| Exercise passage |
———
Personal information
- Full name: Neville Ronald Hayes
- National team: Australia
- Born: 2 December 1943 Hurstville, New South Wales
- Died: 28 June 2022 (aged 78)
- Height: 1.83 m (6 ft 0 in)
- Weight: 80 kg (176 lb)

Sport
- Sport: Swimming
- Strokes: Butterfly
- College team: Harvard University

Medal record
Representing Australia
Olympic Games
| Silver medal – second place | 1960 Rome | 200 m butterfly |
| Silver medal – second place | 1960 Rome | 4×100 m medley relay |
British Empire and Commonwealth Games
| Silver medal – second place | 1962 Perth | Men's 110 yd butterfly |
| Silver medal – second place | 1962 Perth | Men's 220 yd butterfly |

= Neville Hayes =

Australian swimmer (1943–2022)

Neville Ronald Hayes (2 December 1943 – 28 June 2022) was an Australian butterfly swimmer of the 1960s, who won two silver medals at the 1960 Summer Olympics in Rome, in the 200-metre butterfly and the 4×100-metre medley relay.
———
| Data section |

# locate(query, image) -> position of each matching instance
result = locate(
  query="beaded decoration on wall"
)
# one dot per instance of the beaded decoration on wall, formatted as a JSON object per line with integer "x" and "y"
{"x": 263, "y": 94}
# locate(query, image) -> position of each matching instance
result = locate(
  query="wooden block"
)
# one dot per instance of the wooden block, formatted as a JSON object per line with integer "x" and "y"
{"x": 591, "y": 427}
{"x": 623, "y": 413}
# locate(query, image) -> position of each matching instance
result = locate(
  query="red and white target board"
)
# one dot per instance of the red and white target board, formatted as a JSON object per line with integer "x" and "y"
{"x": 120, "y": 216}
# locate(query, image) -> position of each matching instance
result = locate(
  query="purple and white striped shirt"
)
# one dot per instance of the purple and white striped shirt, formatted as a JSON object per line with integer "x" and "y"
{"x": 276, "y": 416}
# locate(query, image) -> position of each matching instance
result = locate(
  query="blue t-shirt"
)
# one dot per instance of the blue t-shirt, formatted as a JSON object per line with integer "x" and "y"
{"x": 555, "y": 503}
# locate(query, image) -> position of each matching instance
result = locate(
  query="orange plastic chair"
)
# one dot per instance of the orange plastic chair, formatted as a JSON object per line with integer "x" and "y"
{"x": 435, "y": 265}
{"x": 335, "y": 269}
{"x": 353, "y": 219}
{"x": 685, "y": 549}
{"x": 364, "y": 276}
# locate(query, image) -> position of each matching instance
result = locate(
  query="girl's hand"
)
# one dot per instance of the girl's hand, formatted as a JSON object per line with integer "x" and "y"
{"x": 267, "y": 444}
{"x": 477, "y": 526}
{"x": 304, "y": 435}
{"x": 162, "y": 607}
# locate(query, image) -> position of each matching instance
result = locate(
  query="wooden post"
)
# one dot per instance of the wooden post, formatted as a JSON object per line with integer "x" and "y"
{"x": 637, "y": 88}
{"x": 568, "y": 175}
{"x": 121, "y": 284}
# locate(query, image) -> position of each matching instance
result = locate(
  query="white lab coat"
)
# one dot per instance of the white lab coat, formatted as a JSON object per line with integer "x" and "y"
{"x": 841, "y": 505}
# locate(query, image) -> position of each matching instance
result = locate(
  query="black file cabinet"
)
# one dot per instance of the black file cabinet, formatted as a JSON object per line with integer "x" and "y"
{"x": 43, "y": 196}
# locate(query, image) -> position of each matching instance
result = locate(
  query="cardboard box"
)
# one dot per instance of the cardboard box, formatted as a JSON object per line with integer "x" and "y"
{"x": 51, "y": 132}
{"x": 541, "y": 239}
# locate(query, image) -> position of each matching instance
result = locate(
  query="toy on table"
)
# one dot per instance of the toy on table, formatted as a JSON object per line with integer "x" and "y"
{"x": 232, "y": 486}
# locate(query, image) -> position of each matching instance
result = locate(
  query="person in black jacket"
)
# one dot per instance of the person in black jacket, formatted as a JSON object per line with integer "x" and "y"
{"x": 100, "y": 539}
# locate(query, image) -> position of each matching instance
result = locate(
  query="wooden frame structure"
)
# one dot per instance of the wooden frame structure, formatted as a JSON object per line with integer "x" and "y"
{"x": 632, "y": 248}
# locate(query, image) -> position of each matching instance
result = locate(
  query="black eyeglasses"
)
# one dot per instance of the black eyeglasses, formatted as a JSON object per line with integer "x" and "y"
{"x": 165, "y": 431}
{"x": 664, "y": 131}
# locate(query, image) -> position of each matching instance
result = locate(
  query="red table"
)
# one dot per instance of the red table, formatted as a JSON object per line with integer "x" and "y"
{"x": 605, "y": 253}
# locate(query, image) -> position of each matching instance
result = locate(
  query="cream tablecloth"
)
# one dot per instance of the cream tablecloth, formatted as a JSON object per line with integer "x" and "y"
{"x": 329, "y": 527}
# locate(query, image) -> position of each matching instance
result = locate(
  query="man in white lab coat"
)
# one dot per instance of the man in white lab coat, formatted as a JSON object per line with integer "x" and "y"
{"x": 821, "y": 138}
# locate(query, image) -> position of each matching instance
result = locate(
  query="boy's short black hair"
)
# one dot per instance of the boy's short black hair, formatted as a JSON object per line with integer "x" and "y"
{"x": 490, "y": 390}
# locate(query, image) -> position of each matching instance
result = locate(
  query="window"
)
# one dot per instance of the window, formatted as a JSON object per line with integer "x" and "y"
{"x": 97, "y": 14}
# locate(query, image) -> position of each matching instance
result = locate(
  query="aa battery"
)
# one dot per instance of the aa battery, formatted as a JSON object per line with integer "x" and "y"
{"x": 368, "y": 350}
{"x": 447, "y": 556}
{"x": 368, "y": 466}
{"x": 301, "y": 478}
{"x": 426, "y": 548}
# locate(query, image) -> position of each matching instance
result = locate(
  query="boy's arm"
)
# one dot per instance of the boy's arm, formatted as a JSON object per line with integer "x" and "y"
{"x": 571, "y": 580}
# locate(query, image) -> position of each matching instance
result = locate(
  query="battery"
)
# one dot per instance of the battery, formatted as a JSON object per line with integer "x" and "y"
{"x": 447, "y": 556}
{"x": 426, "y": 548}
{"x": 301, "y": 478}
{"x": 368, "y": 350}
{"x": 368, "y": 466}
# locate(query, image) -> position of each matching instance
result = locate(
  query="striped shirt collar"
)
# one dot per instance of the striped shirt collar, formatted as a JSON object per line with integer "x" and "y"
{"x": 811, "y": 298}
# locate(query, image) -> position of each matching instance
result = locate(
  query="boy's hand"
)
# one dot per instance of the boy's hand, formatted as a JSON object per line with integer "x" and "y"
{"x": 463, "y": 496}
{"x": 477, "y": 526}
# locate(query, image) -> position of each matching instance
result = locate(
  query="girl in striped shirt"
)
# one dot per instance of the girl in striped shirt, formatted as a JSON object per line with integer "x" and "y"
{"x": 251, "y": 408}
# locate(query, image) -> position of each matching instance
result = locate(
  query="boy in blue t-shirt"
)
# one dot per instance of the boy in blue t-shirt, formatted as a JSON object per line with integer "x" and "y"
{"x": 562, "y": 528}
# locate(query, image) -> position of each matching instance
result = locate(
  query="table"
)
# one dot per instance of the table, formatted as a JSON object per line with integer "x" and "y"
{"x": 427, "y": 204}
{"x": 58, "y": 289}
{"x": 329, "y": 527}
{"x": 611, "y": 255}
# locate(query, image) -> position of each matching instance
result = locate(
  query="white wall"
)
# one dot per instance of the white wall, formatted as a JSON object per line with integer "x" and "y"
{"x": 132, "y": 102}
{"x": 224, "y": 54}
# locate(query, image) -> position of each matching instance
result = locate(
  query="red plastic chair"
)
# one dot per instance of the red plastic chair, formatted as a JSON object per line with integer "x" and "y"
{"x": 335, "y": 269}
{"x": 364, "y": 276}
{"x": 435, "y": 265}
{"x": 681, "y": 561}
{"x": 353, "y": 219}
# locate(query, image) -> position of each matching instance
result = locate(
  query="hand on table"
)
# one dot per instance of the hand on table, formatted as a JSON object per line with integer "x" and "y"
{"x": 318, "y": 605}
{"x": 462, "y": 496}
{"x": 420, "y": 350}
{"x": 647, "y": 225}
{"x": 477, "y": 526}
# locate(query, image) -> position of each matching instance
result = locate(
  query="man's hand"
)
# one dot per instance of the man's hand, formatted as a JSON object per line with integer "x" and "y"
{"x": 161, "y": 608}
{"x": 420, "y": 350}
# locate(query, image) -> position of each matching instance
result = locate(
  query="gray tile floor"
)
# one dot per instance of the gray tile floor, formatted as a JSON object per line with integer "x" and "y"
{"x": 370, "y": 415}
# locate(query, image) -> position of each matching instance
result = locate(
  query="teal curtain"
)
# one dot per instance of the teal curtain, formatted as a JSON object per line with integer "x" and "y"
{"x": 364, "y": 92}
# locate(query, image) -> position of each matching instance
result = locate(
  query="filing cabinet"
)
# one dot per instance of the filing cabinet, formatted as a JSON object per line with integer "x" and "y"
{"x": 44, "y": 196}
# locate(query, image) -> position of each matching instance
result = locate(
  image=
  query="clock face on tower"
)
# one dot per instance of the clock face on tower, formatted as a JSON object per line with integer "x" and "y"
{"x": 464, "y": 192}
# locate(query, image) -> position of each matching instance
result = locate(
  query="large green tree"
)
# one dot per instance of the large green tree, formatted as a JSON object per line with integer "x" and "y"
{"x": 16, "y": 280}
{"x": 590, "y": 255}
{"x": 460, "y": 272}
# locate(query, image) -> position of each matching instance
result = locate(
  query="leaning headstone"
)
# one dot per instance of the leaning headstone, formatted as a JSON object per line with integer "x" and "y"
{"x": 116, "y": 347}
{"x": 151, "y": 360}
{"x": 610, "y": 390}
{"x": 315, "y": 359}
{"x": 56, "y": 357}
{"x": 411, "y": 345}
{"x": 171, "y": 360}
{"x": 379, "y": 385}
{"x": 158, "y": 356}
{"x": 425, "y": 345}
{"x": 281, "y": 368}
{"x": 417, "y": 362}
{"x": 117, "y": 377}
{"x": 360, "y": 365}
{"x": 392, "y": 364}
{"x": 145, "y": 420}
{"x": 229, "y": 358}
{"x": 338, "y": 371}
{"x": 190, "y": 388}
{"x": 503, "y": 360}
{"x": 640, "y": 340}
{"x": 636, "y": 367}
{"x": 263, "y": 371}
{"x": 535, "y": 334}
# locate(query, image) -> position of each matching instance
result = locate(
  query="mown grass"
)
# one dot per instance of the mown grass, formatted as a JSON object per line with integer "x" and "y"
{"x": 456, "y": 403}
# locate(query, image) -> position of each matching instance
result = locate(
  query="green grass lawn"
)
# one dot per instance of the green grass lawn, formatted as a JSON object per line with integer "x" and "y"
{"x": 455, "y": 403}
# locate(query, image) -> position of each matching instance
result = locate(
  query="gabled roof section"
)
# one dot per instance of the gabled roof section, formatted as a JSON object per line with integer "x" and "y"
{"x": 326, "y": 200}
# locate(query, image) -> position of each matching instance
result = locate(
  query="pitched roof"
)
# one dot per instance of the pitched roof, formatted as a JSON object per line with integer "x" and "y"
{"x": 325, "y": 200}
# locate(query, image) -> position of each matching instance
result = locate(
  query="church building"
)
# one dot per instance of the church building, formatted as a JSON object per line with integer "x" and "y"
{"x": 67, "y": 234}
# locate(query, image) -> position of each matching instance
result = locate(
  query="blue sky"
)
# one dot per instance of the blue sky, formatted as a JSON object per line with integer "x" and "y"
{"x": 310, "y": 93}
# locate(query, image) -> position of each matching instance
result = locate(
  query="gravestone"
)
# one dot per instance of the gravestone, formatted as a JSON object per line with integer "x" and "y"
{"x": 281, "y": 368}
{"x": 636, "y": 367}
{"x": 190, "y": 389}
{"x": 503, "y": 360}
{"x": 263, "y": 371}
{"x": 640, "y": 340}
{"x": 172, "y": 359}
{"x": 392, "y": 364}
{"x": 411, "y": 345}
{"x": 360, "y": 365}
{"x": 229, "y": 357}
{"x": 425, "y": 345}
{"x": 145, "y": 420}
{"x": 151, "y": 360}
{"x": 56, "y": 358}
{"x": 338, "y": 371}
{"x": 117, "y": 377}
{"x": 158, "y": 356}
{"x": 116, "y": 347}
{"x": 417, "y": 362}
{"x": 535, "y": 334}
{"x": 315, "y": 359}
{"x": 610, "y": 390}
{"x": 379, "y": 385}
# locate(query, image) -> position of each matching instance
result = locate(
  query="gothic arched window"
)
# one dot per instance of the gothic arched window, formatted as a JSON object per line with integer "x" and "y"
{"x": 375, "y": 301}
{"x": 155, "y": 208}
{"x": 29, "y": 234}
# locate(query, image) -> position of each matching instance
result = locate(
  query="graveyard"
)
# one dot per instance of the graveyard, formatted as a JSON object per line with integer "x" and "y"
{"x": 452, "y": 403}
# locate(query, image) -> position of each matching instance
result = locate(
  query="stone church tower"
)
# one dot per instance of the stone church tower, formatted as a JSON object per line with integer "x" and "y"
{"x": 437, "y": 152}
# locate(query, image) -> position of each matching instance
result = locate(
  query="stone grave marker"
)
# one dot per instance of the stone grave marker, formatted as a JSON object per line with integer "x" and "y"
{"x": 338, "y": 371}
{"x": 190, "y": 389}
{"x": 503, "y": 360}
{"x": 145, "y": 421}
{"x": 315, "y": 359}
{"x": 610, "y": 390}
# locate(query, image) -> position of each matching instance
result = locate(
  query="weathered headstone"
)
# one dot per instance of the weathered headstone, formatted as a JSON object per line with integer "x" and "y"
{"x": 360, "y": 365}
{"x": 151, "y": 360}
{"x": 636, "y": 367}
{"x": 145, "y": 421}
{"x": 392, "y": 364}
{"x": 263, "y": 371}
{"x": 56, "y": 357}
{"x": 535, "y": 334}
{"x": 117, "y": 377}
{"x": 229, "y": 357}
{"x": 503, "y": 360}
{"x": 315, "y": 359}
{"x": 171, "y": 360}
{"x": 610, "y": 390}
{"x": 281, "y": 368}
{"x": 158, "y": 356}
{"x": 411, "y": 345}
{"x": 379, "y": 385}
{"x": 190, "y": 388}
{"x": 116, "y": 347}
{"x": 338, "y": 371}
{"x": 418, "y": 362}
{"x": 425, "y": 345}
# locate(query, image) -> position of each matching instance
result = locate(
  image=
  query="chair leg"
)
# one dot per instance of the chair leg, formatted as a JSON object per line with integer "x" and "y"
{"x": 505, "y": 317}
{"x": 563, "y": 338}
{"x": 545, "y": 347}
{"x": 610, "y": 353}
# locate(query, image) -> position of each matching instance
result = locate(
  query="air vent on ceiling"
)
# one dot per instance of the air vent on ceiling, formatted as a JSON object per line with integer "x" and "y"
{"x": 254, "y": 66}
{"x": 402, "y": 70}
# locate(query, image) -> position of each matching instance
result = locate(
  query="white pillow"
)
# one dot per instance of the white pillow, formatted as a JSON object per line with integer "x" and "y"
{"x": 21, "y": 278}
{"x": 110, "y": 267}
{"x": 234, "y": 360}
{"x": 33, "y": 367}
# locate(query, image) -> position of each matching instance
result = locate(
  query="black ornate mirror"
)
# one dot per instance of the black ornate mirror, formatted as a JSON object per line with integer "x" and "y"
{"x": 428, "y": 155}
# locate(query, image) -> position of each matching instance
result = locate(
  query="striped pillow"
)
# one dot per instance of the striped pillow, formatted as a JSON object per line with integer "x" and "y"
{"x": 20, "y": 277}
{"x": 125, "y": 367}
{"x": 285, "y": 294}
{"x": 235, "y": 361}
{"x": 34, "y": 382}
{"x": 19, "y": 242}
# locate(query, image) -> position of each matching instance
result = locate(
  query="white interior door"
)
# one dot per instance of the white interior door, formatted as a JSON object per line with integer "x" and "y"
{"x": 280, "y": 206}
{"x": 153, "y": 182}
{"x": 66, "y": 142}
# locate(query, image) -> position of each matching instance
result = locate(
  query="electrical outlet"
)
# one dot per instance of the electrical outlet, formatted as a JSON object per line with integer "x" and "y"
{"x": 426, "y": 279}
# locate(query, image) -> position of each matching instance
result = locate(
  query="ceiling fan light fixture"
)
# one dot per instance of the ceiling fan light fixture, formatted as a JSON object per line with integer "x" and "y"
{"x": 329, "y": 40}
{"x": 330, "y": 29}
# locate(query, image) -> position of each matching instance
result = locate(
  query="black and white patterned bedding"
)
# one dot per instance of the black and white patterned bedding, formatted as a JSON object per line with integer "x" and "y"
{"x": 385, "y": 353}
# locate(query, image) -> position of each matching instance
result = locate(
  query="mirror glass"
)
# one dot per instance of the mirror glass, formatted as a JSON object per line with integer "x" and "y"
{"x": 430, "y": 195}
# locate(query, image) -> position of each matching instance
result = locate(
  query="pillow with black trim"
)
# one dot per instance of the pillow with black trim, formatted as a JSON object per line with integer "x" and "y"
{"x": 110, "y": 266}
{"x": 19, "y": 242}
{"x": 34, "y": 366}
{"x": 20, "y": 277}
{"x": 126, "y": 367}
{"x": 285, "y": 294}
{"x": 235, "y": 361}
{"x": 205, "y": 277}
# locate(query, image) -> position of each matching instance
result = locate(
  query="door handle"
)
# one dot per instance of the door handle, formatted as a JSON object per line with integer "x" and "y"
———
| Exercise set |
1. In the Neville Hayes profile, can you write out the part starting with "Personal information" and going on through "2022 (aged 78)", switching "Hurstville" to "Sydney"?
2. Pick up the Neville Hayes biography after its last sentence and continue it.

| Answers to the exercise |
1.
Personal information
- Full name: Neville Ronald Hayes
- National team: Australia
- Born: 2 December 1943 Sydney, New South Wales
- Died: 28 June 2022 (aged 78)

2.
Hayes set world records in both the 110-yard and 220-yard butterfly in the lead-up to the 1960 Games. However, the 100-metre butterfly was not contested as an individual event in that era. Hayes was aiming for success in the 200-metre butterfly, but came up against the United States' Michael Troy. Although Hayes improved his personal best by three seconds in the final, Troy was a further two seconds ahead, and broke his own world record. Hayes claimed the silver, with fellow Australian Kevin Berry in sixth place. Hayes then combined with David Theile, Terry Gathercole and Geoff Shipton to claim a silver medal in the 4×100-metre medley relay, the first time the event was held at the Olympics, again behind the American team.

In 1962, Hayes was usurped as Australia's leading butterfly swimmer when Berry defeated him at a dual meet between Australia and Japan. Later that year at the 1962 British Empire and Commonwealth Games in Perth, Western Australia, Berry defeated Hayes into silver the 100-metre butterfly by almost three seconds. Berry repeated the result in the 200-metre event, beating Hayes by 5.5 seconds.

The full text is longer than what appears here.